**What to work on:**
- 1) In the interview about buying a small business, what does Rick say he is really good at other than being a professor?
- 2) Write what comes next in the interview about buying a small business, picking up after its last sentence.

━━ Document text

SM: I am very surprised that this option is not heard more about because 1 to 2 million dollars in profit is pretty decent. So let’s say that right now I am contemplating taking up a job or starting my own company. And then I hear about this third option and it sounds interesting to me. How do you think a person should go about making this decision, that is this the right thing for me or not? What are the pros and cons to consider?

 

Rick: I usually start meeting students and people after they have walked down this road a little bit. But usually they think about the traditional jobs first. Because that’s the safest career path and I think there the big issue is whether the traditional job provides something the person really needs. Some association for example. You know I worked for McKinsey, I worked for Harvard Business School, I worked for GE, household brand names where you’re getting affiliation is in itself something that you’ll value or you want a social network that comes with your job.

Those are the kinds of reasons why people go with the traditional career paths. It’s also the money, its good money but as we have said the money tends to equate over ones career. So I think in the traditional thing if you really want that affiliation, you're not going to get that. But if you don't really care that much about the affiliation and you're an independent person that likes to be self-directed that moves you to a more entrepreneurship career. And as you think about entrepreneurship, you have two ways to do it. I think one is startup which has, as Royce already talks about, what I call the blank sheet of paper risk. You have to invent everything from the beginning and for some people they find that exciting and thrilling and there’s just no substitute for that. For me I would find that intimidating and daunting and also it's not really what I'm good at. What I'm really good at other than being a professor, is buying something and then moving it in the direction of higher profits. So not inventing the business model but taking the business and refining and improving it. So that’s what you think you're really good at- managing a business and not inventing then buying your own small business is the way to go as opposed to the other two paths. Royce will probably have a better cut it that.

 

Royce: No that's great you know. When we do run into people who are exploring this path, I think they were two things that seem to be pretty effective in helping them decide if this is for them. One is, very basic, you track down some people who have done this and it's a pretty hopeful community. Because young people who had gone out and bought had searched for a business to buy and bought it and now run it had reached out to others before them. And so they kind of pay it back. So I think just interviewing two or three people who marched down this path gives a lot of color as to what life is like to people. And then the books that Rick and I wrote on how to buy a small business is really something that almost every searcher or early stage searcher reads because it's a road map that march you through first to do this and then do this and even before you do it, it allows you to close your eyes and say could I envision myself reaching out to small business brokers and sourcing deals and the vision to run a small company. Just those two steps I think are very clarifying for people who think this might be of interest to them.

 

Rick: Can I add one more thing? One of the things we know is that people tend to make decisions sometimes thinking about how it's going to feel over the next year and we really encourage people to think how it's gonna feel over their lifetime or all over their working careers. And the reason we say that is that if you think about going out to buy your own small business is a daunting thought, you know it's something you've never done before, versus continuing the job you have or even going out to find a new job- those are things we all have a boss or possibly somebody tell you what to do. Going out to buy a business you'll have a guide like our book but a lot of this going to be a discovery for what works for you. And I think if you think about what life is like that next year, you don't have any income coming in, that's a pretty stressful year. But if you look over your lifetime, what you'll discover is that your time in running a small business is great. The time in a traditional career path has added challenges as you go through it. So Royce and I see lots of small business owners every year and we always ask them, many of the come to class, what would you do differently which, do you wish you'd taken the traditional job? And nobody ever said that now I've been an entrepreneur and I've been running my own small business, what I'd really like to do is get a traditional job. On the other hand, people who we meet who have traditional jobs, always tell us that is such a cool path, I sure which I did that. And I think the reason that you get this disparity, is that this is the kind of career- buying small businesses that as you get into it and proceed along the path, it gets better and better.

━━━━
━━ Stored data

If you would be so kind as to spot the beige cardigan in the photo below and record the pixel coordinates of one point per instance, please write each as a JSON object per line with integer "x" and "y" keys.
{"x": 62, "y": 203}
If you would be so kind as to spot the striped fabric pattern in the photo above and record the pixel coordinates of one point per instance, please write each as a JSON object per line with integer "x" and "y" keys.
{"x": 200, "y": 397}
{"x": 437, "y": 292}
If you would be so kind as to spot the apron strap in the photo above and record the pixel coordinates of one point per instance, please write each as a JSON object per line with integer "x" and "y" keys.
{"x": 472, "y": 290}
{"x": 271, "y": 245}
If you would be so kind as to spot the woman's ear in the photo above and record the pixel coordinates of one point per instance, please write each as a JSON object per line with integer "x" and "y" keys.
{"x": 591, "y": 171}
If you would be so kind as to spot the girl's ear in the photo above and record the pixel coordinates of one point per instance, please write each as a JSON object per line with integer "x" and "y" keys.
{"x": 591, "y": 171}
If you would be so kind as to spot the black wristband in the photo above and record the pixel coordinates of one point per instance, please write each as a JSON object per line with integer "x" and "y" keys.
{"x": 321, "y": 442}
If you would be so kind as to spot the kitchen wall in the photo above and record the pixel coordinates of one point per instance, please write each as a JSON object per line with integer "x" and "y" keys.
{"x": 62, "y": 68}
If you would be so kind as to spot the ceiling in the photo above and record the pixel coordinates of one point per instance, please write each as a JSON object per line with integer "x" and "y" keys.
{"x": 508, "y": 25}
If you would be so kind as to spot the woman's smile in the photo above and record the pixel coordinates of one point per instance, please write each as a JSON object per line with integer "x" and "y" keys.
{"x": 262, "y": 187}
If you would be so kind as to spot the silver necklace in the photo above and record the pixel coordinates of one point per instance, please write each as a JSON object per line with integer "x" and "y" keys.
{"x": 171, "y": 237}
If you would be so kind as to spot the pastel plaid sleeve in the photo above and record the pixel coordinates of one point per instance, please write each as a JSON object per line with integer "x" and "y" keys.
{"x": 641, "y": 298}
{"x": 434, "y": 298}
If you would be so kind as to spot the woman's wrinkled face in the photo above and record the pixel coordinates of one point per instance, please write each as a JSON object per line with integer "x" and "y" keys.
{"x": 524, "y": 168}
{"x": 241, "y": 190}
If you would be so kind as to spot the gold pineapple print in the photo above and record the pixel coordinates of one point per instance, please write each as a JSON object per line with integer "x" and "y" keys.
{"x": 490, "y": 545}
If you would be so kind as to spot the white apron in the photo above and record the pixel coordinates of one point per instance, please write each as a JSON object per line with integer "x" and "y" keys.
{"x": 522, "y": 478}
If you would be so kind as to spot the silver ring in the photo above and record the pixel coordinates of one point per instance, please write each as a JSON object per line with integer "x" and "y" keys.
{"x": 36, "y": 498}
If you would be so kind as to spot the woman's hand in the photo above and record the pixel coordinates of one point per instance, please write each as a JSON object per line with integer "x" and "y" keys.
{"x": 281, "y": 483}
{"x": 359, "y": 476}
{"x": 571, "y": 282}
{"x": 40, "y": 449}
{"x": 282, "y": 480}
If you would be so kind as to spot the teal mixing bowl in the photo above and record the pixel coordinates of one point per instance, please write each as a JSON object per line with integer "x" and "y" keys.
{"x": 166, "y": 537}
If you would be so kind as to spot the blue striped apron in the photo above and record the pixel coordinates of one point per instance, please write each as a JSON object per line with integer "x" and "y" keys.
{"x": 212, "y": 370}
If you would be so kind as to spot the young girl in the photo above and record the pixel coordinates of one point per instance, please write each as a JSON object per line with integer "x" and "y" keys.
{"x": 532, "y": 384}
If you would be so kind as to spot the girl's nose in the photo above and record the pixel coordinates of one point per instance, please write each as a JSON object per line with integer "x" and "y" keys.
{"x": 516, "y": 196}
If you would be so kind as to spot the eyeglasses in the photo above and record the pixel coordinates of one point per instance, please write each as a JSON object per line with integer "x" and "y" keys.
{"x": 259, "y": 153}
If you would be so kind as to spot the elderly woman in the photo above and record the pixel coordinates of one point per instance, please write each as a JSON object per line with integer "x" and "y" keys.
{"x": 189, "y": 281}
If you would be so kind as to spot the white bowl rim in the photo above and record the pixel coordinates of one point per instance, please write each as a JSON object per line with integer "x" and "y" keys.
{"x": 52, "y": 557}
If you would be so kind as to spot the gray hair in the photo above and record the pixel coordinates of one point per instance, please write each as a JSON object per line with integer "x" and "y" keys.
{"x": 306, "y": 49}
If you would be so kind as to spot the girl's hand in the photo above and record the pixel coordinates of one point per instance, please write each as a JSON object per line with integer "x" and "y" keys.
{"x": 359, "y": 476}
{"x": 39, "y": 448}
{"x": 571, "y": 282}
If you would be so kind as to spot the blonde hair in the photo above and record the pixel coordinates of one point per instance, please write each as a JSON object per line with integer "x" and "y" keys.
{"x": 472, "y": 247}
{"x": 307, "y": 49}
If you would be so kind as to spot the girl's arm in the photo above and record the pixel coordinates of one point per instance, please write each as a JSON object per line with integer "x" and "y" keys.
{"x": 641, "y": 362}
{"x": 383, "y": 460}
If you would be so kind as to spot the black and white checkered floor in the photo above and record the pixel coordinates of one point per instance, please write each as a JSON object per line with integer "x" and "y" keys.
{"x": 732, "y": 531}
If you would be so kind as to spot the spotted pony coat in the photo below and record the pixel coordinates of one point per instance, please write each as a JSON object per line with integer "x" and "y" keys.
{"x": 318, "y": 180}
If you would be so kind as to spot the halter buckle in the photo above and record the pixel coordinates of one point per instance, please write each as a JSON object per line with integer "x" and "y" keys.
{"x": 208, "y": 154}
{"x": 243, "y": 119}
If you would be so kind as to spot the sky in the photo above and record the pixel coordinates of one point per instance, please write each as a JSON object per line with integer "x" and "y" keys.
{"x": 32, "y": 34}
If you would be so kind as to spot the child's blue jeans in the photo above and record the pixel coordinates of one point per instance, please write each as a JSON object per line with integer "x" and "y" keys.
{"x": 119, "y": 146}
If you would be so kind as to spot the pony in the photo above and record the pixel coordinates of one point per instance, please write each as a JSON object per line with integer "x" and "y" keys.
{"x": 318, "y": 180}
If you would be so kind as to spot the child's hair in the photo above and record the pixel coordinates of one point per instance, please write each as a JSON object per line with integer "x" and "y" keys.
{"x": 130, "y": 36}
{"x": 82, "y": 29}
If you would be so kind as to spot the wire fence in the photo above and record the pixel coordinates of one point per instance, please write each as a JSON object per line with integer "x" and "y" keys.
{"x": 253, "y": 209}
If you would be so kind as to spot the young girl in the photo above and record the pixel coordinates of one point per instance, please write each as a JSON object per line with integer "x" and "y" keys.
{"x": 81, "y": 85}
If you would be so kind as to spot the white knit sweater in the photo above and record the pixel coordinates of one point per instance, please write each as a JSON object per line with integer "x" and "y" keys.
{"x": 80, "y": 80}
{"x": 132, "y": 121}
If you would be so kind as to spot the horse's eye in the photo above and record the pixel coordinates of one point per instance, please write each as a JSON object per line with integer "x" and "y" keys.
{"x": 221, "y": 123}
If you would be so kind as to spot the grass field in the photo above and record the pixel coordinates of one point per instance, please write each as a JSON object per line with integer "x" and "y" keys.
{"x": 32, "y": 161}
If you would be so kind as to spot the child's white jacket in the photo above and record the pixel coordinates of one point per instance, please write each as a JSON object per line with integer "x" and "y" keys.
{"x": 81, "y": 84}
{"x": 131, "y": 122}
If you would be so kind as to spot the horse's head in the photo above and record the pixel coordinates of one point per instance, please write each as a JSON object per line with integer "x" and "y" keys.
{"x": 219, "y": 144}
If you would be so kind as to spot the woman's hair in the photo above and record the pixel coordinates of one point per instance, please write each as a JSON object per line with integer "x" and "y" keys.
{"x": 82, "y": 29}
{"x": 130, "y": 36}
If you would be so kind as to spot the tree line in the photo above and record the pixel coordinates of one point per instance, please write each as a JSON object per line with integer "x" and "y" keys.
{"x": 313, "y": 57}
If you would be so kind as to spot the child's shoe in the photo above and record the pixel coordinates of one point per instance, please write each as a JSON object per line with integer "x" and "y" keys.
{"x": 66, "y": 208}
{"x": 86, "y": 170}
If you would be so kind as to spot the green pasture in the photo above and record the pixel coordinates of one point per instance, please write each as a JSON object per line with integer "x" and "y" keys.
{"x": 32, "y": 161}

━━━━

**Results for each task:**
- 1) Buying something and then moving it in the direction of higher profits, refining and improving the business rather than inventing the business model.

- 2)
 

SM: I think anyone who values independence will really appreciate this and once you had a taste of it, it's probably hard to go back to a traditional job with structure and hierarchy. So it sounds like you take a class on this at HBS.

 

Rick: Two classes, one in the fall and one in the spring. The fall classes are the case based course where we talk about twenty eight or so difference in small business throughout the term. And your problems and challenges and opportunities and aspirations and so we do that in the fall. Then in the spring, we teach a course about how to actually go about buying a small business.

 

SM: I have a quick follow up question to the community of people point. Those that you can reach out to people who have already gone down this path and then talk to them about how it went. So how do I find people who've done this before?

 

Rick: You know the easiest way to do it if you don't know anyone who's done this and most people don't, is to just do a Google search for search fund. Because the generic term for this process is called searching and people think themselves as sort of creating a search fund to go look. And what will happen is you'll get a whole bunch of very simple little websites that have been set up by searchers, which are really aimed for business brokers or owners of businesses to check them out. And then I'd start calling the few of those people and then ask them for reference to someone else they know. I think in a handful of interviews it would really be breathing life into what is the experience like- of going out, sourcing small firms for sale and evaluating them. So I'm always a big believer in sort of talking to people who actually engaged in the experience as a first step to see and answer the question- is this for me, could I do this? That's where I would start.

 

SM: So you referenced search funds but I think it's into the search processes which I'm very curious about because I've no idea how to find these businesses. So let's say I've decided that, okay you know this sounds interesting, I think I want to do it. What should be my next step?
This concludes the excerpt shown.